(Beginning of Text)

UBS sheds half a dozen bankers in Hong Kong

 

Bloomberg

UBS Group AG is letting go of half a dozen mainland China-focused employees in Hong Kong as turmoil in the world’s second-largest economy hammers deal-making, prompting global banks to rein in their presence in the once lucrative market.
The Swiss bank has trimmed bankers in businesses including debt capital markets, investment banking and real estate.
Investment banking revenue for UBS in China has plunged by about half, though gains in Japan and Australia helped prop up its overall Asia business. New issuance in debt and equity markets has slowed this year following sweeping policy changes in China and slowing economic growth, denting revenue at banks that had ambitious expansion plans for the country.
UBS in the past year has also been said to trim staff in equity capital markets in Europe, the Middle East and Africa and retreat from investment banking in India and South Africa to focus more on wealth management, Bloomberg has reported. Rival Credit Suisse Group AG, saddled by major losses, is preparing large cuts to its investment banking unit and
is questioning its long-term plans for China amid slowing growth and geopolitical tension.
Among those let go at UBS were Alex Yang, executive director, and one other banker on its China investment bank team. Wenyang Gao, an executive director, and Victor Wong, a director, as well as an analyst in its China debt team were also cut. It also let go of a real estate banker. All the positions were based in Hong Kong.
Global investment banking revenue at UBS tumbled 57% in the second quarter during what Chief Executive Officer Ralph Hamers said was one of the most difficult periods for investors in a decade.
In an interview with Bloomberg Television in July, Hamers said that Asia and China are must markets given the demographics. Toward the end of the third quarter and in the fourth quarter there will be a “spark of optimism” after there’s more political clarity in China, firmer economic policies and further lifting of Covid-19 restrictions, he said.
In Asia, UBS has been focused on the sale of Chinese junk bonds to wealthy clients, a business that has almost evaporated as Chinese property developers remain largely shut out of the market amid a deepening property crisis.

(End of Text)

### Required action A
According to the article on UBS job cuts in Hong Kong, by what percentage did the bank's global investment banking revenue fall in the second quarter?
### Required action B
Continue the article on UBS job cuts in Hong Kong from where it ends.

(Beginning of Dataset extract)

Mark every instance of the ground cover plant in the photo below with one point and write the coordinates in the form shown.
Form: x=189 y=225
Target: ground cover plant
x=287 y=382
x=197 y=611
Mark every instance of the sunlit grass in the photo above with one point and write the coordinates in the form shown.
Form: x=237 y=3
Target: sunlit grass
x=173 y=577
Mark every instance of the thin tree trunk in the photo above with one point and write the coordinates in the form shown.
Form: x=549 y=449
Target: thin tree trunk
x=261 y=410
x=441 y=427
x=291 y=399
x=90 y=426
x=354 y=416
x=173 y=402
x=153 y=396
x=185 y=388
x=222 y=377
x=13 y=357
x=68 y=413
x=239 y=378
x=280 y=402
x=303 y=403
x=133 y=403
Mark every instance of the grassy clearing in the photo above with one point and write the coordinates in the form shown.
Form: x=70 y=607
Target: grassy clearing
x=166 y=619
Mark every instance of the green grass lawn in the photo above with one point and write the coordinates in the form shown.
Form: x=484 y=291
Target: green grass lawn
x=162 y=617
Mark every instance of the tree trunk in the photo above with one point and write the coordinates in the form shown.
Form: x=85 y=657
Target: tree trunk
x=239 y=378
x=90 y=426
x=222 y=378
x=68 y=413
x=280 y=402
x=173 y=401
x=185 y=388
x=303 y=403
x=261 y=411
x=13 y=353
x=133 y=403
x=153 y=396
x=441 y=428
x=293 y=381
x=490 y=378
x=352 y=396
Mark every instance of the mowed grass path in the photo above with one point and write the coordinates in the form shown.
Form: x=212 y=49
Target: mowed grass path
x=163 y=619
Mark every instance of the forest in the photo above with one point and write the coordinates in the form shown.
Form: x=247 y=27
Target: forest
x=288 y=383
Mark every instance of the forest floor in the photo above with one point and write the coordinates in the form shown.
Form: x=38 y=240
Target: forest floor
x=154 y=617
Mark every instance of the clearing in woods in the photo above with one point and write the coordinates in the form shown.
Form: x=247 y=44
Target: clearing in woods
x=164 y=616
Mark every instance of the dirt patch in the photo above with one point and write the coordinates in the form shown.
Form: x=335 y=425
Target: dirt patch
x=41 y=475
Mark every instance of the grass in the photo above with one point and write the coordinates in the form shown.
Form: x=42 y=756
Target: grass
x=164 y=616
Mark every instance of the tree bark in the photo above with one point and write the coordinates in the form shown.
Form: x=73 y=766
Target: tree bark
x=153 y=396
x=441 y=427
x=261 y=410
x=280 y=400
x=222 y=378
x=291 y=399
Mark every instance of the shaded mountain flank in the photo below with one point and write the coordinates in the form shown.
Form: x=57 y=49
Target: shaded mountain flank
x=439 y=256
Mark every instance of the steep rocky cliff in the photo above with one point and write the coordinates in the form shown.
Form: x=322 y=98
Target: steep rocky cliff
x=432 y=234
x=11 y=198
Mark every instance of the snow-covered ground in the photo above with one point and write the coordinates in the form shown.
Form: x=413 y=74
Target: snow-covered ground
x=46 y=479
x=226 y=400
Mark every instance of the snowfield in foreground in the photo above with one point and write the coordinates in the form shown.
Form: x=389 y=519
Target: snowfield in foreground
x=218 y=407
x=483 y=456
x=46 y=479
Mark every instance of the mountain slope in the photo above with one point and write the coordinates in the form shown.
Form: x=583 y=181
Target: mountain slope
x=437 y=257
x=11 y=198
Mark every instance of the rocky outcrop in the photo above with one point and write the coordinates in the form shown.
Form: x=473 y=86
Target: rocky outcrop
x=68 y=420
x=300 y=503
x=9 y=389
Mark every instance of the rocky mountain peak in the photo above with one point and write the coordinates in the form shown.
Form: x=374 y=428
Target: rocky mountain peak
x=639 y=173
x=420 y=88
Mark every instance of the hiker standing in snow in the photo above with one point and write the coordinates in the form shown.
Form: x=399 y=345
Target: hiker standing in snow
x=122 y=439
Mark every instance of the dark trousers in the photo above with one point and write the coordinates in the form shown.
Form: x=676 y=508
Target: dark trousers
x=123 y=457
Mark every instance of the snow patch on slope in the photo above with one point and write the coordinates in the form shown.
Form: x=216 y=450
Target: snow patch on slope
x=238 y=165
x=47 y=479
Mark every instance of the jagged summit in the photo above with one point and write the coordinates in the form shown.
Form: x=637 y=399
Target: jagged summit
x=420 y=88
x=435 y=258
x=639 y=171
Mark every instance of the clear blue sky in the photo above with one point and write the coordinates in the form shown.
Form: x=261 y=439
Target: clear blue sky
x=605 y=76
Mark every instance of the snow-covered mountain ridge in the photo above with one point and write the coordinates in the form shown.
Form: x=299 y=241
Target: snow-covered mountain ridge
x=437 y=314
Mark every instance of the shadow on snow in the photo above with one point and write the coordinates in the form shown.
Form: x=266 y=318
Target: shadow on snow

(End of Dataset extract)

### Written reply A
57%

### Written reply B
The bank’s head of China, David Chin, stepped aside earlier this year to focus on his job as head of the Asia-Pacific investment bank, targeting to expand the Asia business and diversify revenue to compensate for a slowdown in Chinese dealmaking, people familiar said at the time.
Investment banks had been going full steam into China as Beijing opened the door to full ownership of their ventures in the country, counting on reaping billions in profits. UBS boosted its stake in its China securities venture to 67% in March after its mainland China revenue had more than doubled to almost $1 billion in 2021 from 2019.
Now they are facing rougher markets. Offshore bond sales by Chinese firms have slid 44% this year to $63.9 billion, according to data compiled by Bloomberg. Defaults by property firms including giants in the offshore market such as China Evergrande Group and Kaisa Group Holdings Ltd. have dented investor appetite.
UBS, meanwhile, has plunged in the league tables of dealmakers in China offshore bonds, falling 24 places to rank 42nd. The Swiss bank is ranked 45th for Asia high-yield bonds denominated in dollars, euro and yen, slumping 38 places so far this year, the data showed.
The job cuts at UBS also come as China steps up scrutiny of companies seeking to sell debt abroad as defaults worsen to record levels. Borrowers, including financial firms, will need to receive approval for issuance of debt with maturities longer than one year from the National Development and Reform Commission, according to an August 26 draft for comments. The consultation period runs until September 26.